Pointing records for named objects
+ + + + + + +
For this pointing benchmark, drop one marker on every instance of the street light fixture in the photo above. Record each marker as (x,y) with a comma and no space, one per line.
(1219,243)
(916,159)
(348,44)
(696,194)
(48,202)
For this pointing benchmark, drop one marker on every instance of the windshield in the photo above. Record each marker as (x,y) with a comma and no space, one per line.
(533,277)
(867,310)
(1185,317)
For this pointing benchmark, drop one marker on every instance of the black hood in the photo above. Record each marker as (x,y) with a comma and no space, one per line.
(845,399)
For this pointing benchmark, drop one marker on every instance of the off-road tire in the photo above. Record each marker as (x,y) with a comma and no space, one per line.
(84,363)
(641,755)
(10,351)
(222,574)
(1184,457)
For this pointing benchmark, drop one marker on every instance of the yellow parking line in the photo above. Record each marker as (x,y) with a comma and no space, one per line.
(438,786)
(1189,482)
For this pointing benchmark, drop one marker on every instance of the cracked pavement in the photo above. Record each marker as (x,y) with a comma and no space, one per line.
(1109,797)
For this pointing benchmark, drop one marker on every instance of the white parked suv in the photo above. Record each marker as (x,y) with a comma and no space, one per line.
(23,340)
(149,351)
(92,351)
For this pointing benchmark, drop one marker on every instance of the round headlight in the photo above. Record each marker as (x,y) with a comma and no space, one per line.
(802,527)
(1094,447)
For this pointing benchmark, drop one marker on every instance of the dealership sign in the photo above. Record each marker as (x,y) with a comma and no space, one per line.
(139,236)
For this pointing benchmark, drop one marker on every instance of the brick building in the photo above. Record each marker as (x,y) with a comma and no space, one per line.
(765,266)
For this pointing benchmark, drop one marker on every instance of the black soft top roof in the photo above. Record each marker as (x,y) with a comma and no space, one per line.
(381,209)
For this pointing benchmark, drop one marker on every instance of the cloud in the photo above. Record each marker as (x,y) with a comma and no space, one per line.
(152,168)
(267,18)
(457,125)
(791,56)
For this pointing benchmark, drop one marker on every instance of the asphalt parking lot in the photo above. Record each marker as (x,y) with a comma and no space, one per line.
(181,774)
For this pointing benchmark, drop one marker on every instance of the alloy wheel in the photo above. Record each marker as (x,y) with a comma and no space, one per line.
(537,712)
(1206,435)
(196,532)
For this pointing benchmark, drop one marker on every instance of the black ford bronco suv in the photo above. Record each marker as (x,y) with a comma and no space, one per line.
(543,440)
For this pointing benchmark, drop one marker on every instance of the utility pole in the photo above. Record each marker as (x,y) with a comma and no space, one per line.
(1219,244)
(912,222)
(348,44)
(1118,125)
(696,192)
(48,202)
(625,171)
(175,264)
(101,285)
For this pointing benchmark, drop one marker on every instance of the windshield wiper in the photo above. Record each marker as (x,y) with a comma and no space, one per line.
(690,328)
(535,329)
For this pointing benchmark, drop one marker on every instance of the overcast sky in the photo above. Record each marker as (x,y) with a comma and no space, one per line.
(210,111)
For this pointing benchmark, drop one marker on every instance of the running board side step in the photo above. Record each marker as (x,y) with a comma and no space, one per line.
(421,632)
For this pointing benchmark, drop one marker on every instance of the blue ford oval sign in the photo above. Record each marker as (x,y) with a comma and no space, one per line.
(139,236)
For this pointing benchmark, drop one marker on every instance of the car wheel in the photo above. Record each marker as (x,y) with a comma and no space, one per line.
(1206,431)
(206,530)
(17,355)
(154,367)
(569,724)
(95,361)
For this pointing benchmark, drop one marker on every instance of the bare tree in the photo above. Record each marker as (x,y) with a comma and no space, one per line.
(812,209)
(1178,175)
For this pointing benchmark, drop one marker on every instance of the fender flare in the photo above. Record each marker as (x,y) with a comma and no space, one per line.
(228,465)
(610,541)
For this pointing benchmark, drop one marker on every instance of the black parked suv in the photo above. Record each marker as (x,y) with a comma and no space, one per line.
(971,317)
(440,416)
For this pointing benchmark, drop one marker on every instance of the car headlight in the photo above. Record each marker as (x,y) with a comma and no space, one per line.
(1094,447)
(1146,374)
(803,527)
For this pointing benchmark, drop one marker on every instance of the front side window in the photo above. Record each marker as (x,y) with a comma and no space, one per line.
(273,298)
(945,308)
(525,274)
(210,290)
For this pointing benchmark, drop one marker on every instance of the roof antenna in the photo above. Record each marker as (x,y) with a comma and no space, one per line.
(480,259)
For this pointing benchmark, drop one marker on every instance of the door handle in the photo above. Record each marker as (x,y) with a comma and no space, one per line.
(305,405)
+ + + + + + +
- **Aim**:
Please recast every line of the entries above as one numbered list, leaving out any blank lines.

- **Answer below**:
1. For this pointing benchmark, drop one marker on every instance of the street light fixture in the photo above. Record each marker as (x,y) with a comma and no space, one per line.
2. (1219,243)
3. (916,159)
4. (348,44)
5. (696,194)
6. (48,202)
7. For this pointing benchmark, drop one marker on every instance of the windshield in the photo above. Record each marker as (x,y) with a comma and no space, one per line.
8. (533,277)
9. (867,310)
10. (1185,317)
11. For this pointing benchmark, drop one marker on every instance of the black hood in the photo above. Record each marker as (x,y) with a comma and no space, one per line.
12. (845,399)
13. For this pointing benchmark, drop one marker on every instance of the off-road tire in the photo above. Record each marker as (x,y) with a comma and no space, one per line.
14. (84,363)
15. (641,755)
16. (10,351)
17. (222,574)
18. (1184,457)
19. For this pointing benchmark, drop one marker on every instance of the yellow parking line in the photo above. Record each marker as (x,y) with a comma and no space, one per line.
20. (438,786)
21. (1189,482)
22. For this pointing benchmark, drop one marker on every instance of the cracked pavement in the photo above. Record each marker as (x,y) with a comma and no space, one per line.
23. (1109,797)
24. For this pointing benchmark, drop one marker on every instance of the white parked suv in the photo above. Record each marker as (x,y) with a comma and no space, one per line.
25. (23,340)
26. (149,351)
27. (92,351)
28. For this pointing benchmark, drop one marker on every instance of the round headlight in the photo above. Record each marker as (x,y) with a comma and no space, one per line.
29. (802,527)
30. (1094,447)
31. For this pointing benchmark, drop one marker on every instance of the dealership sign in the photo above. Record each marker as (x,y) with a comma and no space, one per line.
32. (139,236)
33. For this pointing benchmark, drop one marker on every instance of the brick building in the photo above. Record each marker as (x,y) with a comma and no space, one per line.
34. (765,266)
35. For this pointing benchmark, drop one marker on every instance of the black soft top roof in the photo above. Record each marker as (x,y) with a comma and no space, one per line.
36. (381,209)
37. For this pointing benchmark, drop one marker on every instance of the cloud in the photo above. Record each marker as (x,y) with a comma and no space, one per line.
38. (152,168)
39. (267,18)
40. (457,125)
41. (791,56)
42. For this pointing benchmark, drop one marker on every instance of the asphalt parking lot in the photo above. Record each marker as (x,y) with a comma and no space, one per line.
43. (181,774)
44. For this pointing benchmark, drop one marker on every instance of the alloy wheel in the photo above. Record each marker as (x,y) with a comma and no space, one per line.
45. (537,712)
46. (1206,435)
47. (196,532)
48. For this pointing benchmark, drop one marker on every instance of the black ford bronco suv in the photo above. Record each marker as (x,y) with a comma and no space, one per line.
49. (543,440)
50. For this pointing benchmark, drop one marker on every instance of the utility pole in the photo above. Record each marker as (x,y) with a comma and no space, one per line.
51. (1219,244)
52. (912,222)
53. (348,44)
54. (1118,125)
55. (696,192)
56. (48,202)
57. (625,171)
58. (175,264)
59. (101,285)
60. For this pointing benchmark, drop one marker on every instance of the windshield wiper in the photo above. Record each marker as (x,y) with a comma and no space, one per line.
61. (690,328)
62. (535,329)
63. For this pointing benchmark, drop one marker on every instance of the overcast sky in the photo above. Record each marker as (x,y) with a comma and no space, one per line.
64. (210,111)
65. For this pointing benchmark, drop one marker on every instance of the running board side step in the photo above. Record each marker as (x,y) with a comma and no space, one per line.
66. (421,632)
67. For this pointing benchmark, drop one marker on every instance of the blue ford oval sign in the photo above. Record each marker as (x,y) with a comma and no space, one per line.
68. (139,236)
69. For this pointing benchmark, drop one marker on every instance of the car wheel in the photo above. Record each marker as (x,y) with a comma and no space, one per line.
70. (1206,431)
71. (206,530)
72. (17,355)
73. (154,367)
74. (569,724)
75. (95,361)
76. For this pointing benchmark, drop one marker on every instance of the bare tree in the photo above. Record each marker as (x,y) with a comma and no space, one per line.
77. (812,209)
78. (1178,175)
79. For this pointing benchmark, drop one marker on every instance of the fender flare in the photo above. Record each marker as (x,y) with a comma and no space, one per line.
80. (228,465)
81. (610,541)
82. For this pointing benchmark, drop one marker on every instance of the black parked suv in the photo above. Record each marker as (x,y) with a comma and no space, one per line.
83. (971,317)
84. (440,416)
85. For this pointing benchmark, drop one marker on every instance of the car headlight in the photo above. Record each marker as (x,y) with a comma and no space, one per line.
86. (1094,447)
87. (1146,374)
88. (803,527)
89. For this pointing benchmark, drop one marker on every instance of the front side window in the photo above. Record each marker as (x,y) with a comma and no space, one per line.
90. (273,298)
91. (945,308)
92. (525,274)
93. (210,290)
94. For this pointing benchmark, drop one marker on every instance of the roof antenna in the photo above. Record each marker as (x,y) with a comma and no space, one per line.
95. (480,259)
96. For this pointing benchmark, drop one marker on every instance of the door handle in the photo above. Record each marker as (x,y) with a comma and no space, one per line.
97. (305,405)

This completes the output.